::: Dataset rows

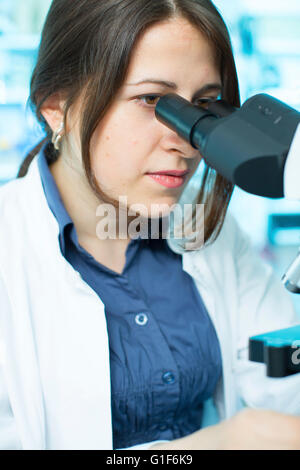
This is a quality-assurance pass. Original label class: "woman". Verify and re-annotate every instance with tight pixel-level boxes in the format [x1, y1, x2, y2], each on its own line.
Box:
[0, 0, 300, 449]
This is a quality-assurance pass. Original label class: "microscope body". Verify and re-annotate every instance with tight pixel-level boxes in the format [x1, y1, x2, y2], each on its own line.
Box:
[155, 93, 300, 377]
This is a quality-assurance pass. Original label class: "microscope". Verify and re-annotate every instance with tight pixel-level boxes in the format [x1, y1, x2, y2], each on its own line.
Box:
[155, 93, 300, 377]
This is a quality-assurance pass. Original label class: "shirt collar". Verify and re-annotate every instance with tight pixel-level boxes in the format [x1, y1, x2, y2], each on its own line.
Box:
[37, 142, 74, 253]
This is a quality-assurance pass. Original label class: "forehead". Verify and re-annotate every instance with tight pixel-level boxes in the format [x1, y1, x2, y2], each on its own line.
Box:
[127, 18, 219, 81]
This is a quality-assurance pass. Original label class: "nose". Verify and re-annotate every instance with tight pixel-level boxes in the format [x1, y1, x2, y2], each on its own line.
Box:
[159, 123, 199, 158]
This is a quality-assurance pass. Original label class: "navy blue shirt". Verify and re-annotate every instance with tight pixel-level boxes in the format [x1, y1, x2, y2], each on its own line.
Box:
[38, 142, 222, 449]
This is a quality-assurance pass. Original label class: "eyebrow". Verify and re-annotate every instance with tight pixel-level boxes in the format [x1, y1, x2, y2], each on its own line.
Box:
[127, 78, 222, 100]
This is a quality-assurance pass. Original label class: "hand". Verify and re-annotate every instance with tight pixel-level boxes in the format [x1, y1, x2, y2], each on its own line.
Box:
[216, 408, 300, 450]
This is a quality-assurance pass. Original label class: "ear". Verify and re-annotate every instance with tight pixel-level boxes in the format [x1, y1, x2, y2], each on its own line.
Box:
[41, 92, 65, 131]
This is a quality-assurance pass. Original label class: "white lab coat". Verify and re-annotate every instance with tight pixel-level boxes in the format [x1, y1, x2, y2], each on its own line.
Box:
[0, 159, 300, 450]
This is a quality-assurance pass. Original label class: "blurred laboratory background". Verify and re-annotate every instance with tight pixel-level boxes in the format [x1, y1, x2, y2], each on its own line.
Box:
[0, 0, 300, 314]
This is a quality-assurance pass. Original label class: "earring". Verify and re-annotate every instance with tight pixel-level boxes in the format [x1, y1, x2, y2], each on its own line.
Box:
[52, 122, 64, 150]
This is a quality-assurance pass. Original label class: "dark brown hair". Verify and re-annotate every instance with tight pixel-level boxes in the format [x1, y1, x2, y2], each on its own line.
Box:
[18, 0, 240, 248]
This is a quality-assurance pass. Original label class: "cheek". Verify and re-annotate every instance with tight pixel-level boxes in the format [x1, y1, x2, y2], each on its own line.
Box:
[91, 133, 150, 188]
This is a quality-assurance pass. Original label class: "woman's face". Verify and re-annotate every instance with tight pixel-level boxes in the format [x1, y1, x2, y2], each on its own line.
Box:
[76, 19, 221, 217]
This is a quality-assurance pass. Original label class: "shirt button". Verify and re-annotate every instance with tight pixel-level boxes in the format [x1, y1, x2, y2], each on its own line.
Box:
[162, 372, 175, 384]
[135, 313, 148, 326]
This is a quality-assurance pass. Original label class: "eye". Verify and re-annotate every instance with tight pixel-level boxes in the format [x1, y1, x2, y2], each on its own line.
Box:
[137, 95, 161, 108]
[195, 97, 219, 109]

::::::

Written problem | Count the lines in the listing above that contain the string "dark" and reply with that number only.

Exercise solution | 1